— Written problem —
Transcribe all of the material below word for word and leave out its pictures.

--- Start ---

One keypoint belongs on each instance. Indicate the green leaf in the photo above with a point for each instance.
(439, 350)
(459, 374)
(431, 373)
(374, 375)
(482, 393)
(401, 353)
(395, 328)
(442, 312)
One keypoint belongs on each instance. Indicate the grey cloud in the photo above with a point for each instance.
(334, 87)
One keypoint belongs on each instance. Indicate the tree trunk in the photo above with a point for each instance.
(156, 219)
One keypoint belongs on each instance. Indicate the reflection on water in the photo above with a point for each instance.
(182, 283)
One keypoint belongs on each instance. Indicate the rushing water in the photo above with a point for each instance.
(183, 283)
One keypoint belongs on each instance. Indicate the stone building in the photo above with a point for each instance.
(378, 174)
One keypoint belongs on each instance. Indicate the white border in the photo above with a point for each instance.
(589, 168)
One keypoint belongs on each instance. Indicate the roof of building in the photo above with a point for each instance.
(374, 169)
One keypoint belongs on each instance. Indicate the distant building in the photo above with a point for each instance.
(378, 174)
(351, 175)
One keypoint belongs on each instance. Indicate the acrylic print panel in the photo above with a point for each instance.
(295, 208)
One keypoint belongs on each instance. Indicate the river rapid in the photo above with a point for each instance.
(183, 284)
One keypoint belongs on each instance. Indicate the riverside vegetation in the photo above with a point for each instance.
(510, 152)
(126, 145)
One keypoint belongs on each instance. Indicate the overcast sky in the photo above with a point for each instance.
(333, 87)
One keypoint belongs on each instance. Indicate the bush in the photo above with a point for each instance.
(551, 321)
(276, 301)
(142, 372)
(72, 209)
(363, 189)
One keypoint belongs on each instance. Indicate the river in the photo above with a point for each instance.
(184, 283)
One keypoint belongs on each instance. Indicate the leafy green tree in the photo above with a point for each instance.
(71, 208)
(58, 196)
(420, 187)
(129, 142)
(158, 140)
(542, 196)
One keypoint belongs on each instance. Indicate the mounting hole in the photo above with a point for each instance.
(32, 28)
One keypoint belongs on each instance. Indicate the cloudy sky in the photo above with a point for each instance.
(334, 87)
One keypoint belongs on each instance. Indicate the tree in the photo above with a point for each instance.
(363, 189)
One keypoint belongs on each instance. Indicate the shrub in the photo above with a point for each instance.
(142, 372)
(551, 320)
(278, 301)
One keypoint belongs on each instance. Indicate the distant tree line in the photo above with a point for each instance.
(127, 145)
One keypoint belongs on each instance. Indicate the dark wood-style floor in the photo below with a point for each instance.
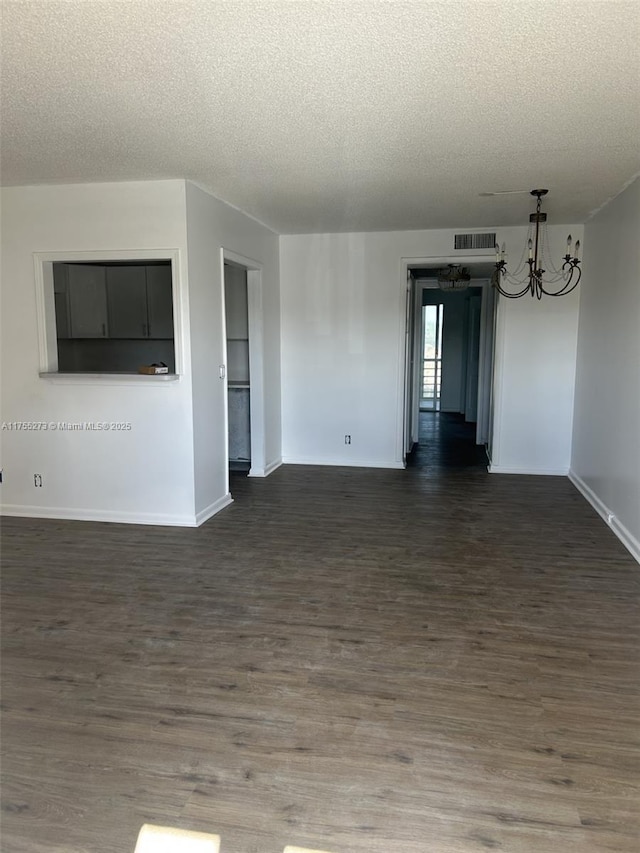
(424, 661)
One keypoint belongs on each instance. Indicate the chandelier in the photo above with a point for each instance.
(529, 276)
(455, 277)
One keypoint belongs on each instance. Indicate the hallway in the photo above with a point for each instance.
(446, 442)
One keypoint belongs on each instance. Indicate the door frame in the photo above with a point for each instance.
(407, 313)
(255, 316)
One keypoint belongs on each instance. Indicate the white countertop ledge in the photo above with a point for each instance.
(108, 378)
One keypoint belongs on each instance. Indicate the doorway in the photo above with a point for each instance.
(244, 365)
(449, 362)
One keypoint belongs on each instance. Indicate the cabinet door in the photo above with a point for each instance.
(127, 301)
(159, 301)
(87, 301)
(61, 300)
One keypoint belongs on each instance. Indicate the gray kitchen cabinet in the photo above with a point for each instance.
(127, 302)
(87, 292)
(159, 301)
(140, 301)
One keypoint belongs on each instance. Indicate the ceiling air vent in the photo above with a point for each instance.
(465, 242)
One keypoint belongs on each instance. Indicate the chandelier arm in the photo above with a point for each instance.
(570, 284)
(496, 283)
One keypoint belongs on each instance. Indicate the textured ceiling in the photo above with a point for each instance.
(330, 115)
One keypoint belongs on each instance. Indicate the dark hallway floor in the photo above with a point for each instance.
(446, 441)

--- End ---

— Exercise answer —
One keypoint belongs on each instance. Indicate the green leaf in the photo above with a point for each instance.
(439, 350)
(459, 374)
(431, 373)
(374, 375)
(482, 393)
(401, 353)
(395, 328)
(442, 312)
One keypoint belongs on each instance. Indicate the grey cloud in the photo above with a point for each instance.
(334, 87)
One keypoint belongs on each instance. Indicate the tree trunk in the photo above with a point for each instance.
(156, 219)
One keypoint belongs on each instance. Indicate the reflection on water in the photo above with a point for each instance.
(182, 283)
One keypoint belongs on each instance. Indicate the rushing water in the photo above with a point for each instance.
(183, 283)
One keypoint belongs on each instance. Indicate the stone building in the photo above with a point for each instance.
(378, 174)
One keypoint belongs on each instance. Indicate the white border in the photo above with a point for each instance.
(589, 168)
One keypoint belongs on each instance. Indicate the roof of building in the photo above with a point for each instance.
(374, 169)
One keypoint belongs on each instance. Indicate the distant building in the photo above with a point for each instance.
(378, 174)
(351, 175)
One keypoint belongs on each instance. Indicate the acrylic print panel in the photo above with a point for each instance.
(295, 208)
One keypoint belongs on each instance. Indicate the river rapid in the photo above with a point for each instance.
(183, 284)
One keypoint belongs on each instance. Indicate the riverside vegetation in the photo above with a point for each instance.
(510, 152)
(126, 145)
One keypoint belongs on each instance. Indicate the overcast sky in the photo above with a point for each instance.
(333, 87)
One keypoint belongs on each instance. Indicate the bush in the photo above with a point for each instance.
(551, 321)
(276, 301)
(142, 372)
(72, 209)
(363, 189)
One keypoint belongs on each instance. Indicate the river in the photo above with a point for each instance.
(184, 283)
One keypoint belongs on each instance. Indicate the leafy green tree in the photo above with a point for each instance.
(71, 208)
(58, 196)
(420, 187)
(129, 142)
(158, 140)
(542, 196)
One keypoint belongs on each instance. Indicate the mounting hole in the photo above with a point for each instance.
(32, 28)
One keypoint belongs on each instance. Indicate the cloudy sky in the photo above with a point for each instance.
(334, 87)
One keypoint belongs on each instance. Indicate the tree in the photo above with a point for each instance.
(363, 189)
One keypoint belongs on each instance. Indicate the shrub in the photo above with a point for each instance.
(142, 372)
(551, 320)
(278, 301)
One keypoint belongs on each instance. Indicate the distant tree line in the photo above with a point for each instance.
(127, 145)
One keypoint belongs on each instance. Indicate the dark wood-style floor in the photo below with a point for each instance.
(424, 661)
One keypoint belongs on each instance. Indicate the chandelier in the photo above with a point for each instance.
(529, 276)
(455, 277)
One keypoint belongs on each instance. Indicate the hallway in the photo above with a point for each instance.
(446, 442)
One keypoint belongs on each instance. Indicate the door frame in the photo above with a point for each instance.
(407, 313)
(255, 316)
One keypoint belongs on each instance. Indicate the white countertop ledge in the photo above with a point for each instance.
(108, 378)
One keypoint belongs on each instance. Indicate the doorway in the photo above with a point for each instance.
(244, 365)
(449, 362)
One keypoint belongs on each instance. Indicate the cabinet door in the photo above with a point for each instance.
(127, 301)
(159, 301)
(87, 301)
(61, 300)
One keypoint belongs on each instance. Indicate the gray kitchen cabinet in the photo above with a point for each instance.
(127, 302)
(87, 292)
(159, 301)
(140, 301)
One keypoint belongs on each instance. Indicate the ceiling air vent in the photo above with a point for each instance.
(465, 242)
One keypoint belongs on each instance. Indicate the chandelier arm in the photo above with a point for each instance.
(570, 284)
(496, 283)
One keypoint belongs on each instance. Indicate the textured ceiling in the photo above with a point for each instance.
(330, 115)
One keypoint belongs on each instance. Indicate the dark hallway floor in the photo above with a point for each instance.
(446, 441)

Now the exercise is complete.